The task
Only the lines from the one containing "of the riverbank" to the end of the entries should be written out, each exactly as it stands, both ends included.

=== Extracted material ===

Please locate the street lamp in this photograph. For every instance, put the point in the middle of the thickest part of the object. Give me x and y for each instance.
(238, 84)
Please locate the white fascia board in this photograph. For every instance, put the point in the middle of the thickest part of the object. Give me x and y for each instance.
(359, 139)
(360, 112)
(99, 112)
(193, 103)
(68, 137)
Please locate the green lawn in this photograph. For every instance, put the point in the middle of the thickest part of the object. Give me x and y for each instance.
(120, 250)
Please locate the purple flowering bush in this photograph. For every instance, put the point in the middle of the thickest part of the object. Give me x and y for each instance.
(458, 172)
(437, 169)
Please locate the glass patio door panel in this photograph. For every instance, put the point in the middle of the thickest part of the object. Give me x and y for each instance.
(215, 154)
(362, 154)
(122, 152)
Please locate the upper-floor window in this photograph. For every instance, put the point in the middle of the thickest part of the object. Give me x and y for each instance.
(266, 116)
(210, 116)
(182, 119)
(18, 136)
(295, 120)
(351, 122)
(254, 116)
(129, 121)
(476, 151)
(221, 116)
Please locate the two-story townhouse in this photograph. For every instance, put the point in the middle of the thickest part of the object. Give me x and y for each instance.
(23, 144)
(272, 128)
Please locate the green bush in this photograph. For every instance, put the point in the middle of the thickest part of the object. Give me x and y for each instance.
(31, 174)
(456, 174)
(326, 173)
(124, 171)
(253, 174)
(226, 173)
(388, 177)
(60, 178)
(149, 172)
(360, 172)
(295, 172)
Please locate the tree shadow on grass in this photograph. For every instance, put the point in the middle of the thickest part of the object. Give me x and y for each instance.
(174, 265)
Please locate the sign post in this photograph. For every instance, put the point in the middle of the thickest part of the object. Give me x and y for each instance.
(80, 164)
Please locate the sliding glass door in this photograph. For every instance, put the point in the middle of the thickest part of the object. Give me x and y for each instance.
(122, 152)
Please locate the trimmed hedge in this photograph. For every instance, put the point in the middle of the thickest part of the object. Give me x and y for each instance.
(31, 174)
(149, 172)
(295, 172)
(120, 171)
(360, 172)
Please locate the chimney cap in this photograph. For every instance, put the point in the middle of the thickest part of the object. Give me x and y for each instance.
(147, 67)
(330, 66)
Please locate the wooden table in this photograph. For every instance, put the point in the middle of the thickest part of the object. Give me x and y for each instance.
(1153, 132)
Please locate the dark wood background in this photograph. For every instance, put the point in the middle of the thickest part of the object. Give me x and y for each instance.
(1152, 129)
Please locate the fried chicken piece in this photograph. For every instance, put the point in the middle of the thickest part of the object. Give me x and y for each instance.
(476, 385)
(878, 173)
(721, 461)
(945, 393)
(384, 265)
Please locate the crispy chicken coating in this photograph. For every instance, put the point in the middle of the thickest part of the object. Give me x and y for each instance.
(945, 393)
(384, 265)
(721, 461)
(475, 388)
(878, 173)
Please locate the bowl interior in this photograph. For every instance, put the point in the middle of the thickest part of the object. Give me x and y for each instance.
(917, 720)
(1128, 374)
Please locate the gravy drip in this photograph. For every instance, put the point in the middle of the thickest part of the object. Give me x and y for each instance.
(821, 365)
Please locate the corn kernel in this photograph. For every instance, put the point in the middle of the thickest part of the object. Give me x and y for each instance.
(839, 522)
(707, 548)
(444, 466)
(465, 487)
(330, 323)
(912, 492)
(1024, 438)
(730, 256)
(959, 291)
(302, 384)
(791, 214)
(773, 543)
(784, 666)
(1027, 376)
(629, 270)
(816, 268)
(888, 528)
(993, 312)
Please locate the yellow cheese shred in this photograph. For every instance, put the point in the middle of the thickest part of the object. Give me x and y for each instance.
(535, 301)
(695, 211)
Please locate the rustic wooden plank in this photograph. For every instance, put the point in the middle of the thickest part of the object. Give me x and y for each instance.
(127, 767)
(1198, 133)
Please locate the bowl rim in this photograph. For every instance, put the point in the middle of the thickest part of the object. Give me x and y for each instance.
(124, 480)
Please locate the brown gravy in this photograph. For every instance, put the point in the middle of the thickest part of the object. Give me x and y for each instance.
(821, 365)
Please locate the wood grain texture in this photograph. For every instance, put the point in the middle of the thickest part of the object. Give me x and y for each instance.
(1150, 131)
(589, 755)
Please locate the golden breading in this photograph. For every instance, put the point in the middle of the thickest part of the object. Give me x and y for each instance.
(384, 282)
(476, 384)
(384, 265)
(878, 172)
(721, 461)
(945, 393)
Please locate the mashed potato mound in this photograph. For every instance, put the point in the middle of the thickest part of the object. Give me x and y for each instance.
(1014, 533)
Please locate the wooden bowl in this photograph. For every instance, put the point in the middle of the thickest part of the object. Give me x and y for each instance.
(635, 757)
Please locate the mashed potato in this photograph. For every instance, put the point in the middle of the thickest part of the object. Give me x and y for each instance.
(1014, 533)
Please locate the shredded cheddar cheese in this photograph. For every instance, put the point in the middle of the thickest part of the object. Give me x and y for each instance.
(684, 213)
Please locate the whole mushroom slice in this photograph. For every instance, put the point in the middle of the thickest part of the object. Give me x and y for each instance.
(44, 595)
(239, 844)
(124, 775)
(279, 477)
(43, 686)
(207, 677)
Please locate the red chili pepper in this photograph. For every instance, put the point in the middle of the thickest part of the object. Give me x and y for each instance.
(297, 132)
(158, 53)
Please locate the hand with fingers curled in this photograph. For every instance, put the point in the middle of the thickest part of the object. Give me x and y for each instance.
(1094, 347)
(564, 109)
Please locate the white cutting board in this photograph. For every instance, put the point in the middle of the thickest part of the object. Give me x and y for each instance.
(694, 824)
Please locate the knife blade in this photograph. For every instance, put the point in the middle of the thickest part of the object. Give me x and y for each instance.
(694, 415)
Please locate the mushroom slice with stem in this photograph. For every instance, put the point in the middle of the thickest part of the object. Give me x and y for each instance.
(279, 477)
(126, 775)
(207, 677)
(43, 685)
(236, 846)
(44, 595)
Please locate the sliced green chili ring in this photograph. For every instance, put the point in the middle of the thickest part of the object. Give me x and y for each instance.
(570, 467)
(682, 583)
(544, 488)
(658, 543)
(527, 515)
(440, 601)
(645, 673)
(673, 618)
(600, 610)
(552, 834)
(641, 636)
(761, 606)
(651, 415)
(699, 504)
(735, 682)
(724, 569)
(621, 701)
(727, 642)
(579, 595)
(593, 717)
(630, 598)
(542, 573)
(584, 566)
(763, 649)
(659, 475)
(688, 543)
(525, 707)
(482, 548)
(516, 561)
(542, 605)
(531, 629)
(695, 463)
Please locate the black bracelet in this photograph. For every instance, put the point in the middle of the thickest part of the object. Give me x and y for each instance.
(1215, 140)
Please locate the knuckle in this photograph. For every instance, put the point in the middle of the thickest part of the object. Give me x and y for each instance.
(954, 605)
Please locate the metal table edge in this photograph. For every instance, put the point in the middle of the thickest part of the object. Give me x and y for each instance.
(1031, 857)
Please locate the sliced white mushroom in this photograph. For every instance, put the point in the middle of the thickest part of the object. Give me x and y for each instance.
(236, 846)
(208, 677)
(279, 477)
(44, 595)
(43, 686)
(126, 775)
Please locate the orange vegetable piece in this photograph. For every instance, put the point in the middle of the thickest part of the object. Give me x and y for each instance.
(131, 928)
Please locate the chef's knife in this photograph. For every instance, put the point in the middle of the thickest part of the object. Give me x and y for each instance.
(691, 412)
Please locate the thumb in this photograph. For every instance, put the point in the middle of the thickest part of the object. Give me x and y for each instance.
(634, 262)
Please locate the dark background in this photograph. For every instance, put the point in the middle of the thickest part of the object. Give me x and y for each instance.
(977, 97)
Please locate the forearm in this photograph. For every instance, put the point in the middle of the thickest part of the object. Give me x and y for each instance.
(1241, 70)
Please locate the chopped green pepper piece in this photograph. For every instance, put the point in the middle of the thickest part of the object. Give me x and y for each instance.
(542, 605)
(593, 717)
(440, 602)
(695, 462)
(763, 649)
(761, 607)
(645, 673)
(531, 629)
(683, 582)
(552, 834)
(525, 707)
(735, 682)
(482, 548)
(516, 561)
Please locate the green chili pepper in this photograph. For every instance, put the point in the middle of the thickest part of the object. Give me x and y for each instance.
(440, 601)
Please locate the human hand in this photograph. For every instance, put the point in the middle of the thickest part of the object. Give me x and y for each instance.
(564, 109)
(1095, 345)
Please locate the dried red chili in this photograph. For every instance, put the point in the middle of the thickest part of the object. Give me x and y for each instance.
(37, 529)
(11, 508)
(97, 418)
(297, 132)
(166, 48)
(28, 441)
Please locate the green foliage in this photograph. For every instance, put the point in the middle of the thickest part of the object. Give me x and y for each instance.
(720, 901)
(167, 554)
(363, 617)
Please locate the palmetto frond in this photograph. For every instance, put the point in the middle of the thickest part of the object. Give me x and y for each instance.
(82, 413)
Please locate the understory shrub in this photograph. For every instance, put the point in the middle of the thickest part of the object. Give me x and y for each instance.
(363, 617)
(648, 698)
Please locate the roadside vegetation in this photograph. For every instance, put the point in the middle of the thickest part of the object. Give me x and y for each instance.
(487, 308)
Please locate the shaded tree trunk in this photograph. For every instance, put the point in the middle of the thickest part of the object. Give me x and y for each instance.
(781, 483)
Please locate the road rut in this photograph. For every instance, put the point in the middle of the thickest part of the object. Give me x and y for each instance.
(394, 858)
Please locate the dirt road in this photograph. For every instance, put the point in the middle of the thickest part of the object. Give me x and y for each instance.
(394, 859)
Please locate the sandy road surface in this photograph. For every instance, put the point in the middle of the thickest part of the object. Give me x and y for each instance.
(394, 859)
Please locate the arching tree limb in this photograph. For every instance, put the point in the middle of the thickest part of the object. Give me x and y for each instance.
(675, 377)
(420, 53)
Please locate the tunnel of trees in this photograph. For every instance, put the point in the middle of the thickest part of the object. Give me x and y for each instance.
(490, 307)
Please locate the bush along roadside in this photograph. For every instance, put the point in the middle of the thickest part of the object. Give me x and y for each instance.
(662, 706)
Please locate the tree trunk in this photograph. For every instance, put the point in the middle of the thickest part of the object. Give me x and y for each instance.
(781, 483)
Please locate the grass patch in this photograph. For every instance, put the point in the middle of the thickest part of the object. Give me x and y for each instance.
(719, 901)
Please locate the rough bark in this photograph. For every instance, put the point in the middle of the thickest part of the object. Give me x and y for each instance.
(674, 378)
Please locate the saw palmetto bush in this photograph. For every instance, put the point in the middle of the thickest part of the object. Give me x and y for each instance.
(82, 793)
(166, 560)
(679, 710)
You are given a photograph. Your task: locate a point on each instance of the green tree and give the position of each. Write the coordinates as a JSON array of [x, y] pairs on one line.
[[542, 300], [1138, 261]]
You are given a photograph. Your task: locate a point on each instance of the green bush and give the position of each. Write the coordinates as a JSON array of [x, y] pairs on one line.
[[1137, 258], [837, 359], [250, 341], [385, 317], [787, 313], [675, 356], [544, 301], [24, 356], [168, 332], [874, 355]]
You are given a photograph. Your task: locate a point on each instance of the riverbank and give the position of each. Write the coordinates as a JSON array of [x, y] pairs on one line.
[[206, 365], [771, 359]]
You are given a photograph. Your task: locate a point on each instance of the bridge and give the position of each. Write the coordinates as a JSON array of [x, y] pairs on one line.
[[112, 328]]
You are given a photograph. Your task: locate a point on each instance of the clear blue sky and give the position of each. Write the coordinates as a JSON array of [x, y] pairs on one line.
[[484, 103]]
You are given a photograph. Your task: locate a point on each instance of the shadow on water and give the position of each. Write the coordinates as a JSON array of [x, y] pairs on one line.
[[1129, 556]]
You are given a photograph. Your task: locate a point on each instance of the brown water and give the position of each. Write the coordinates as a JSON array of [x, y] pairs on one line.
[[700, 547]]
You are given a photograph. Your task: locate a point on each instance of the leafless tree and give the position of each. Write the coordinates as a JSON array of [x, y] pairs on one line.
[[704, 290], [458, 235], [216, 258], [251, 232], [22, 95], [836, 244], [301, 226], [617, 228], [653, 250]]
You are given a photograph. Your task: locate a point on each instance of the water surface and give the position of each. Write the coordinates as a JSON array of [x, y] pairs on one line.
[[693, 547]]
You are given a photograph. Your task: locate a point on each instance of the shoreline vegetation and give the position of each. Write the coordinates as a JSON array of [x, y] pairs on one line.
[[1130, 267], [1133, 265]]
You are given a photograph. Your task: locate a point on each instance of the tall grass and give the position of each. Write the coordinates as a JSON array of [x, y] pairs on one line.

===

Exercise result
You are given a photograph. Your task: locate a point on each instance of the riverbank and give the position of each. Write the coordinates as a JSON array of [x, y] pairs on one line.
[[206, 365], [771, 359]]
You are given a photograph. Your task: locate a point on each instance of the bridge and give the position of each. Write the coordinates as a JSON array of [x, y] pairs on one line.
[[112, 328]]
You are given a photograph. Your task: locate a point on each instance of the clear blue sky and give the position of each. Write the coordinates as a JSON array of [x, y] pairs on one line.
[[484, 103]]
You are given a photograph. Your task: locate a point on each instance of the shadow on water and give the position of each. Write the coordinates as a JSON array of [x, y] pairs on one line.
[[1129, 556]]
You are given a photograph. Your task: locate a point on each instance of the brown water and give the position of each. Write the coordinates as a JSON array of [x, y] pairs on one line.
[[700, 547]]
You are given a photograph. Your task: locate a point on each instance of the leafless tree and give the position of each. Write the coordinates as a JSON array of [x, y] pairs on one line.
[[704, 290], [458, 235], [216, 258], [251, 232], [22, 95], [836, 244], [301, 226], [617, 228], [653, 250]]
You are given a photograph. Your task: locate a point on each instance of the water surface and give the position of each. Write the coordinates as a JSON array of [x, y] pairs on one line.
[[693, 547]]
You are given a photograph. Your task: locate a point on each instance of the shoreline vegetation and give the position of each. Write the coordinates as a JSON array of [x, y] pairs on one line.
[[1130, 267], [1133, 265]]
You are given a photograph. Your task: locate a point on each instance of the tall grass and give the position of each. Write the coordinates as a JSON array of [x, y] pairs on one line.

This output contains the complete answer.